# GIVEN TEXT:
= Beginning of Section =

Table 5. Initial conditions for dam break in a channel with a step.

	h (m)	q (m2/s)	z (m)
Left (12.5 > x ≥ 0 m)	5.0	0	0
Right (25 ≥ x > 12.5 m)	1.0	0	1

provides the starting flow parameters on both sides of the step interface.

Our results converge to h_SL = 3.64399 m, u_SL = 2.08243 m/s, h_SR = 2.24788 m, and u_SR = 3.32036 m/s. Figure 5 shows the outstanding agreement obtained between the predicted profile by the present numerical scheme at t = 1.30815 s and the exact solution given by Murillo and García-Navarro [42].

4.4. Case 4: Comparison Between Present Algorithm and That of Xu et al. [38]

The foregoing classical cases do not distinguish between the present algorithm and that previously proposed by Xu et al. [38], with both algorithms giving the same results after several iterative steps, and the present method requiring 1 or 2 more steps. To examine the robustness of the new scheme, we consider the following case where h_L = 0.142500 m, u_L = 1.263158 m/s, h_R = 0.148000 m, u_R = 1.216216 m/s, and dz = 0.005500 m. We found that Xu et al.’s [38] algorithm was unable to achieve convergence whereas the present method provided the correct result: h_SL = 0.14912 m, u_SL = 1.20887 m/s, h_SR = 0.14925 m, and u_SR = 1.22638 m/s. This case demonstrates that the method proposed herein is more robust than the previous algorithm suggested by Xu et al. [38]. The exact solution given by Murillo and García-Navarro [42] is h_SL = 0.14525 m, u_SL = 1.263158 m/s, h_SR = 0.1425 m, u_SR = 1.263158 m/s.

5. Conclusions

This study has derived a pair of governing equations whose two dependent variables comprise local depths to the immediate left and right of an abrupt step in a one-dimensional wet-bed open channel. The equations are unified in representing combined shock and rarefaction conditions and are solved using the iterative Levenberg–Marquardt method. The new approach is simpler and more robust than previous methods and is demonstrated to give correct predictions of rarefaction and shock-like hydraulic bores for three classic benchmark and one realistic cases. The excellent agreement between the present model predictions and established analytical solutions demonstrates that our algorithm performs effectively over the range of cases considered herein. In future work, we intend to carry out a thorough comparison between our algorithm and previous numerical schemes in order to evaluate the relative errors and CPU run times on the same platform. It is also intended to extend the present algorithm to dry-bed cases and two-horizontal dimensions in space for the model to be applicable to more general simulations of practical engineering interest.

= End of Section =

# WORK ITEM A:
Answer these questions on the dam-break text:
(i) What depth h does Table 5 give for the left side?
(ii) What iterative method solves the derived equations?
(iii) What value of dz does Case 4 use?
The rows that come next are unrelated to the dam-break text.

# RECORDS SHOWN:
= Beginning of Section =

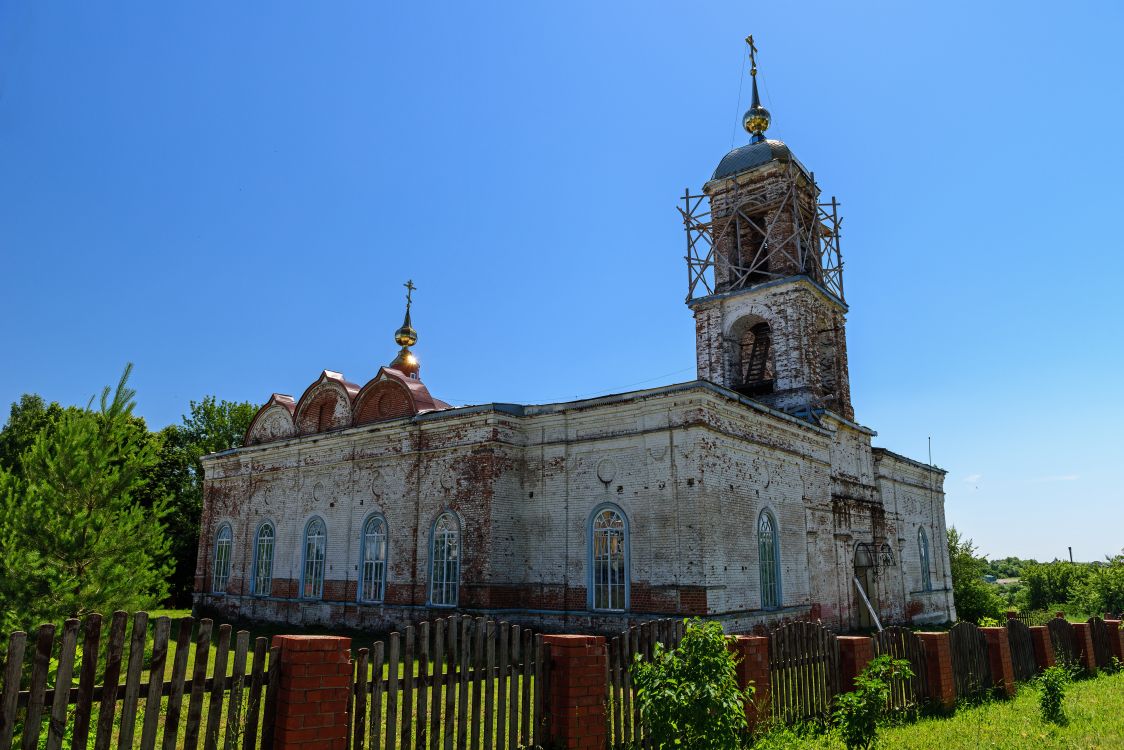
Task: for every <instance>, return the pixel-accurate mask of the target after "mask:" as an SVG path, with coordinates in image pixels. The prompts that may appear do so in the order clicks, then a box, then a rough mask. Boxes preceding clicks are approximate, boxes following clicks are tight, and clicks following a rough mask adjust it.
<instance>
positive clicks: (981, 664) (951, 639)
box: [949, 622, 991, 697]
mask: <svg viewBox="0 0 1124 750" xmlns="http://www.w3.org/2000/svg"><path fill="white" fill-rule="evenodd" d="M949 647H950V651H951V652H952V679H953V681H954V683H955V686H957V695H958V696H960V697H970V696H978V695H984V694H986V693H987V692H988V690H990V689H991V665H990V661H989V659H988V649H987V639H986V638H984V633H981V632H980V629H979V627H977V626H976V624H975V623H970V622H959V623H957V624H955V625H953V626H952V629H951V630H949Z"/></svg>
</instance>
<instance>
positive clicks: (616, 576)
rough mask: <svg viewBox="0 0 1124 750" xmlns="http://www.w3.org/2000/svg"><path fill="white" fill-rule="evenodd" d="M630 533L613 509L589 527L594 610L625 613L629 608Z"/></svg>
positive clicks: (606, 513) (590, 583)
mask: <svg viewBox="0 0 1124 750" xmlns="http://www.w3.org/2000/svg"><path fill="white" fill-rule="evenodd" d="M627 532H628V530H627V526H626V524H625V518H624V516H623V515H622V514H620V513H619V512H617V510H616V509H614V508H602V509H600V510H598V512H597V513H596V514H595V515H593V519H592V526H591V528H590V536H591V539H590V550H591V558H592V566H591V567H590V576H591V581H590V590H591V598H592V602H591V604H592V608H593V609H600V611H606V612H624V611H625V609H626V608H627V606H628V533H627Z"/></svg>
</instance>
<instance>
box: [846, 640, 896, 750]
mask: <svg viewBox="0 0 1124 750" xmlns="http://www.w3.org/2000/svg"><path fill="white" fill-rule="evenodd" d="M913 676H914V672H913V669H910V668H909V662H908V661H907V660H905V659H894V658H891V657H890V656H889V654H887V653H883V654H881V656H879V657H877V658H874V659H873V660H872V661H871V662H870V663H868V665H867V667H865V668H864V669H863V670H862V672H861V674H860V675H858V676H856V677H855V678H854V690H852V692H851V693H843V694H842V695H837V696H835V711H834V714H833V717H834V720H835V726H836V728H837V729H839V731H840V735H841V737H842V739H843V743H844V744H845V746H846V747H847V750H864V749H865V748H870V747H871V746H873V744H874V740H876V739H877V737H878V722H879V721H880V720H881V719H882V717H883V716H885V715H886V710H887V706H888V705H889V699H890V681H891V680H895V679H912V678H913Z"/></svg>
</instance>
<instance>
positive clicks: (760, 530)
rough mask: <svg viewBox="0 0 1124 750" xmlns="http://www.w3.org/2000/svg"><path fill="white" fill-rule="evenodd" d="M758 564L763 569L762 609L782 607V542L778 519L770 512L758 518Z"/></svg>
mask: <svg viewBox="0 0 1124 750" xmlns="http://www.w3.org/2000/svg"><path fill="white" fill-rule="evenodd" d="M758 562H759V563H760V567H761V607H762V608H763V609H777V608H778V607H780V602H781V591H780V542H779V540H778V539H777V519H776V518H773V515H772V514H771V513H770V512H769V510H762V512H761V515H760V516H759V517H758Z"/></svg>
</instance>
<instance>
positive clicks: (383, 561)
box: [359, 516, 387, 602]
mask: <svg viewBox="0 0 1124 750" xmlns="http://www.w3.org/2000/svg"><path fill="white" fill-rule="evenodd" d="M360 545H361V546H362V550H363V559H362V561H361V564H360V581H359V598H360V602H382V597H383V591H384V589H386V585H387V522H386V521H383V519H382V517H381V516H371V517H370V518H368V519H366V523H365V524H363V539H361V540H360Z"/></svg>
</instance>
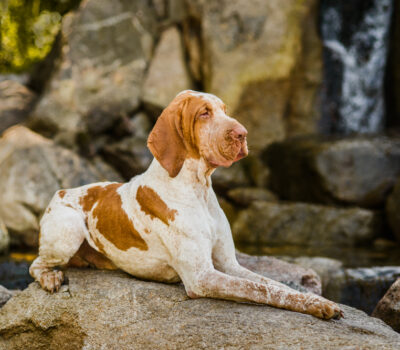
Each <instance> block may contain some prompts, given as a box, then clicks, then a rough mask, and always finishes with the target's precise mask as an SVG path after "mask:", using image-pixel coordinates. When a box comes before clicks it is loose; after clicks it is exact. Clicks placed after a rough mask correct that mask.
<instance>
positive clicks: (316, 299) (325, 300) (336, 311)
mask: <svg viewBox="0 0 400 350" xmlns="http://www.w3.org/2000/svg"><path fill="white" fill-rule="evenodd" d="M309 311H310V314H311V315H313V316H316V317H318V318H322V319H325V320H330V319H331V318H334V319H340V318H341V317H343V312H342V310H341V309H340V307H339V305H338V304H336V303H334V302H333V301H329V300H327V299H324V298H318V299H316V300H315V301H314V302H313V303H311V305H310V308H309Z"/></svg>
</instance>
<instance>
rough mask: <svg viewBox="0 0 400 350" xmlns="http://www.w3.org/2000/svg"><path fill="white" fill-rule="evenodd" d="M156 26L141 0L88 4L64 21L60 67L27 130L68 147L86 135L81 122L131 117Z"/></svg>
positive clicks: (54, 75) (95, 0)
mask: <svg viewBox="0 0 400 350" xmlns="http://www.w3.org/2000/svg"><path fill="white" fill-rule="evenodd" d="M156 21H157V16H156V11H155V9H154V8H153V7H152V6H151V4H150V3H149V2H148V1H144V0H139V1H129V0H117V1H113V2H112V3H111V2H109V1H106V0H89V1H85V2H82V3H81V5H80V7H79V9H78V10H77V11H75V12H73V13H70V14H68V15H67V16H65V17H64V18H63V23H62V36H63V43H62V55H61V58H60V59H59V61H60V62H59V64H58V68H57V69H56V72H55V73H54V74H53V76H52V79H51V81H50V83H49V86H48V88H47V90H46V92H45V93H44V96H43V97H42V99H41V100H40V101H39V103H38V105H37V107H36V109H35V111H34V115H33V118H32V119H31V123H32V124H31V125H40V127H41V129H47V130H51V131H52V132H53V133H56V136H57V137H56V140H57V141H58V142H60V143H62V144H65V145H68V146H71V147H72V146H73V145H74V143H75V136H76V135H77V134H78V133H85V132H87V130H86V129H87V124H88V123H86V121H85V118H89V120H90V119H91V118H92V117H96V118H111V119H112V118H113V117H112V116H110V113H111V114H114V115H119V114H125V113H129V112H132V111H134V110H135V109H136V108H137V107H138V106H139V103H140V100H139V98H140V95H141V88H142V83H143V81H144V75H145V71H146V68H147V66H148V63H149V61H150V59H151V54H152V49H153V44H154V38H155V36H156V31H157V28H156V27H157V25H156ZM99 106H101V110H100V114H99V113H97V114H96V111H98V110H99V108H100V107H99ZM103 124H104V125H105V126H107V125H108V123H107V122H104V123H102V125H103Z"/></svg>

= End of Section =

# WORK ITEM B:
Count the lines of the rows that contain the string "positive", with case counting. Give only the number.

# WRITTEN REPLY A:
(i) 5.0 m
(ii) The Levenberg–Marquardt method
(iii) 0.005500 m

# WRITTEN REPLY B:
7